▶ _WHAT IS BEING ASKED_:
The entries below contain a line with "Target: fingers" and a line with "I would be grateful for your help identifying the dark blue". Quote exactly those two lines and all lines between them.

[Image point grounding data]
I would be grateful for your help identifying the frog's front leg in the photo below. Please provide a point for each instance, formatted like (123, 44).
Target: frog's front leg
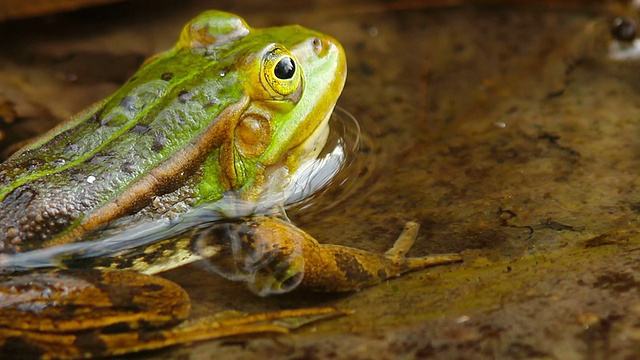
(274, 256)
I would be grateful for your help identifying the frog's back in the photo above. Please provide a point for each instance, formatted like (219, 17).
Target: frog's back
(115, 157)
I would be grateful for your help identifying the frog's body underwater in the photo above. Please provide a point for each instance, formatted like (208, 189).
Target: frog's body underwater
(185, 162)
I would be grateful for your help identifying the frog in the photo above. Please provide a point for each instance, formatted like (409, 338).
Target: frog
(193, 159)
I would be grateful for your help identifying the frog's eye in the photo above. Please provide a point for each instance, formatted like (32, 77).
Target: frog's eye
(280, 72)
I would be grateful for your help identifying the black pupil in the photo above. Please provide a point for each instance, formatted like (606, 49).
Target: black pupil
(285, 68)
(623, 29)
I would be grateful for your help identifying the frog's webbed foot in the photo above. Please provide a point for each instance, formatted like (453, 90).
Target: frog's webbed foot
(341, 268)
(272, 255)
(256, 252)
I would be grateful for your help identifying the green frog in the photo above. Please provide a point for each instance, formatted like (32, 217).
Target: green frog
(194, 158)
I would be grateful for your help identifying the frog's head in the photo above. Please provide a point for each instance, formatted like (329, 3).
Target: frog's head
(290, 78)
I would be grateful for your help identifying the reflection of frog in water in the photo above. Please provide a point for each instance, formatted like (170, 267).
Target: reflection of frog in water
(216, 127)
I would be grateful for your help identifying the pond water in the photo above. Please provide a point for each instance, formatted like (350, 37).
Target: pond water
(507, 132)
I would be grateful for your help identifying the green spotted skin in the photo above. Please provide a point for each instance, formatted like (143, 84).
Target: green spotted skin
(173, 123)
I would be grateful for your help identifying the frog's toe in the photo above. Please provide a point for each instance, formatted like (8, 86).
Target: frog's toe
(404, 243)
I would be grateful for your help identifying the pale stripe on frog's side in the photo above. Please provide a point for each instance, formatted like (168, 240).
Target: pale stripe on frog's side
(231, 122)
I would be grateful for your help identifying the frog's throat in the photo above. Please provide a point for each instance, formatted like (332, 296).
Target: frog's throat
(172, 170)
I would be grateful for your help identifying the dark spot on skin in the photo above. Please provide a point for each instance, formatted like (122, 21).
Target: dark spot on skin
(184, 96)
(96, 115)
(618, 282)
(73, 148)
(623, 29)
(99, 158)
(352, 268)
(78, 176)
(152, 287)
(90, 343)
(159, 142)
(34, 163)
(150, 336)
(128, 167)
(128, 102)
(15, 345)
(382, 274)
(167, 76)
(140, 129)
(212, 102)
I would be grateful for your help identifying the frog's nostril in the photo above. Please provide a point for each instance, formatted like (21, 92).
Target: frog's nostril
(320, 46)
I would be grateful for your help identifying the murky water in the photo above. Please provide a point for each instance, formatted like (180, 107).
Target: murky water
(508, 133)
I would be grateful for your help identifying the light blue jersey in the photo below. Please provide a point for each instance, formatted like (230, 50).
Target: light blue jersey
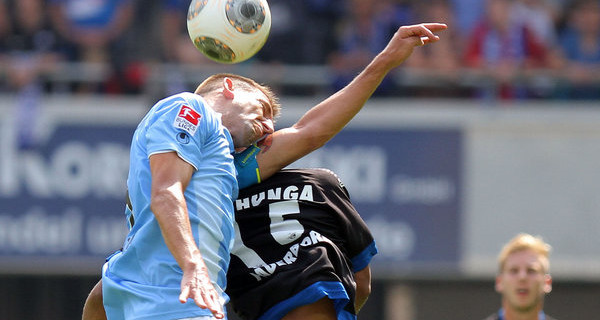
(144, 280)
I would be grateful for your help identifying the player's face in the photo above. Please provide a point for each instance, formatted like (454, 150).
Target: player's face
(523, 282)
(251, 118)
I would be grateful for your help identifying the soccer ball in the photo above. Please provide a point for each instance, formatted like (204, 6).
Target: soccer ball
(229, 31)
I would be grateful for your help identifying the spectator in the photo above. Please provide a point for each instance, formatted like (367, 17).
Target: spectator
(580, 44)
(540, 16)
(467, 13)
(523, 279)
(176, 48)
(30, 50)
(319, 40)
(441, 64)
(363, 33)
(504, 50)
(95, 31)
(288, 24)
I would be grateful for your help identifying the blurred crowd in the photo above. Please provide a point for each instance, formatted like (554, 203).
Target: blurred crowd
(500, 49)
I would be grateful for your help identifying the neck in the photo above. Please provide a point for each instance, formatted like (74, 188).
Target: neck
(513, 314)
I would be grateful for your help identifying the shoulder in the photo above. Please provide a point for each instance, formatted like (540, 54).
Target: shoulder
(316, 176)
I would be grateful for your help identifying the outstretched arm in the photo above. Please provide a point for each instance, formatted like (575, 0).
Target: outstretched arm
(325, 120)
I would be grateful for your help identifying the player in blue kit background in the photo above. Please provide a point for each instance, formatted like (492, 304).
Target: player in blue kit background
(183, 187)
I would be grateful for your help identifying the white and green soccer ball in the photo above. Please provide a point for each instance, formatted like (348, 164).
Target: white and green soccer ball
(229, 31)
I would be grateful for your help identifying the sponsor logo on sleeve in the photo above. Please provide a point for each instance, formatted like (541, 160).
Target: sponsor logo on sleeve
(187, 119)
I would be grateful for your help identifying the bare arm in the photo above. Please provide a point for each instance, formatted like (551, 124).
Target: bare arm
(170, 177)
(363, 287)
(325, 120)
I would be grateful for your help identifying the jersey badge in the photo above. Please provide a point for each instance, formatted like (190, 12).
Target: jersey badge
(187, 119)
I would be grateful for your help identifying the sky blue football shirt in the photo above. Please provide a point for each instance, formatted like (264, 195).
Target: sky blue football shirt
(143, 281)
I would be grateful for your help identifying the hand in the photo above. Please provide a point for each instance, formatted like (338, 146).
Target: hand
(407, 38)
(196, 285)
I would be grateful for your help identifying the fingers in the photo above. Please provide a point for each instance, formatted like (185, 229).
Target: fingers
(204, 298)
(422, 33)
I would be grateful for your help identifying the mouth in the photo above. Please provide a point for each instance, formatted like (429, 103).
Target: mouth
(522, 292)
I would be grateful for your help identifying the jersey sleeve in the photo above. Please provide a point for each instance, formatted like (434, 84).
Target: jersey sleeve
(356, 238)
(247, 167)
(180, 127)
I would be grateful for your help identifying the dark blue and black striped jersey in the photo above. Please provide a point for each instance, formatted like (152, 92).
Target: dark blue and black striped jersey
(298, 239)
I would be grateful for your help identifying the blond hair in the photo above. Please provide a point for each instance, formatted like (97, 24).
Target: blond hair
(214, 83)
(522, 242)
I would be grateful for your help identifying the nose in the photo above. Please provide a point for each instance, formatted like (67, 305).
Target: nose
(268, 126)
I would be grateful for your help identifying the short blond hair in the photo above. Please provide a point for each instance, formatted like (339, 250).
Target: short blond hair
(215, 82)
(524, 241)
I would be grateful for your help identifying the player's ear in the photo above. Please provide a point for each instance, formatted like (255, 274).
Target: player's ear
(228, 88)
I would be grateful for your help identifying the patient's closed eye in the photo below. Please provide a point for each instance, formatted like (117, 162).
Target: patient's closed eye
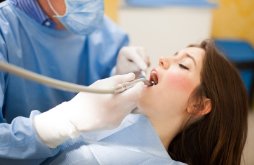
(183, 66)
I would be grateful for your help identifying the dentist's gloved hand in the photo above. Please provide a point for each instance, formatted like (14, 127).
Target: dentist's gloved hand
(87, 112)
(132, 59)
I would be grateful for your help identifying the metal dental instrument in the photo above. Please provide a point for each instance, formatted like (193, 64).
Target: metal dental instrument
(124, 86)
(62, 85)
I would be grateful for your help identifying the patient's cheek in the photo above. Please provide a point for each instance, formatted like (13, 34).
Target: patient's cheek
(180, 82)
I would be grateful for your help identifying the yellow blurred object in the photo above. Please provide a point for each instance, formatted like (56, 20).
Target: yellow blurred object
(234, 19)
(111, 9)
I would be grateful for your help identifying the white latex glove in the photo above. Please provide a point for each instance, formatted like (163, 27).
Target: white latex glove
(132, 59)
(87, 112)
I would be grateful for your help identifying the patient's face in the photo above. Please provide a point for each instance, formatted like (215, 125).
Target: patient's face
(177, 75)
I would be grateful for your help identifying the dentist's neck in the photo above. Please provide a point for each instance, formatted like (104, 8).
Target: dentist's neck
(59, 6)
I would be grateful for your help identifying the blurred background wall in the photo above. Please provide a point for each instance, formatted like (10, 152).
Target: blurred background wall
(234, 19)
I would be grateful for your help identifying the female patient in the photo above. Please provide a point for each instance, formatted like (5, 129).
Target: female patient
(195, 114)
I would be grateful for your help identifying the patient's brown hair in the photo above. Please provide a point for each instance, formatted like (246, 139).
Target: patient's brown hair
(219, 137)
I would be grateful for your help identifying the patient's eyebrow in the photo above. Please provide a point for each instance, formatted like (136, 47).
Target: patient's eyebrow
(193, 59)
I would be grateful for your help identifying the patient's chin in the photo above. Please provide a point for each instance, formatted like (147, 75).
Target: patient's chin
(137, 110)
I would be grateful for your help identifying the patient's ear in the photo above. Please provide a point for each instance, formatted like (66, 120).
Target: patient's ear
(200, 109)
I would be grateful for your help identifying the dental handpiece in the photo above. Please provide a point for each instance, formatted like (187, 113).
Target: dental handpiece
(66, 86)
(126, 85)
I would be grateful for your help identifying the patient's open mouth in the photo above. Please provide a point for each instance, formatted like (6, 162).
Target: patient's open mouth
(154, 77)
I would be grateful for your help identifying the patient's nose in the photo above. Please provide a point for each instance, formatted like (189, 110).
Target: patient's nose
(164, 62)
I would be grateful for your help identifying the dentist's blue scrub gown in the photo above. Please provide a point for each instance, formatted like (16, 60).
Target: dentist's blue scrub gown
(134, 142)
(57, 54)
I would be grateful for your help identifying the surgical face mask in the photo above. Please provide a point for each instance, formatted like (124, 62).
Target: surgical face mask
(82, 16)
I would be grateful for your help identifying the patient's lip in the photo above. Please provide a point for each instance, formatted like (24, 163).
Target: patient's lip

▶ _SOLUTION_:
Target: fingers
(204, 298)
(422, 33)
I would be grateful for your help identifying the mouth in the photo above. Please provide a point for each instance, formatted like (429, 103).
Target: mouth
(522, 292)
I would be grateful for your help identifying the jersey sleeve in the photo above. Please provide a point for each instance, formatted like (434, 84).
Target: jersey sleeve
(356, 238)
(247, 167)
(180, 127)
I would be grateful for your help identifying the dark blue and black striped jersey in the photo above. Please provide a point for each instance, formatted like (152, 92).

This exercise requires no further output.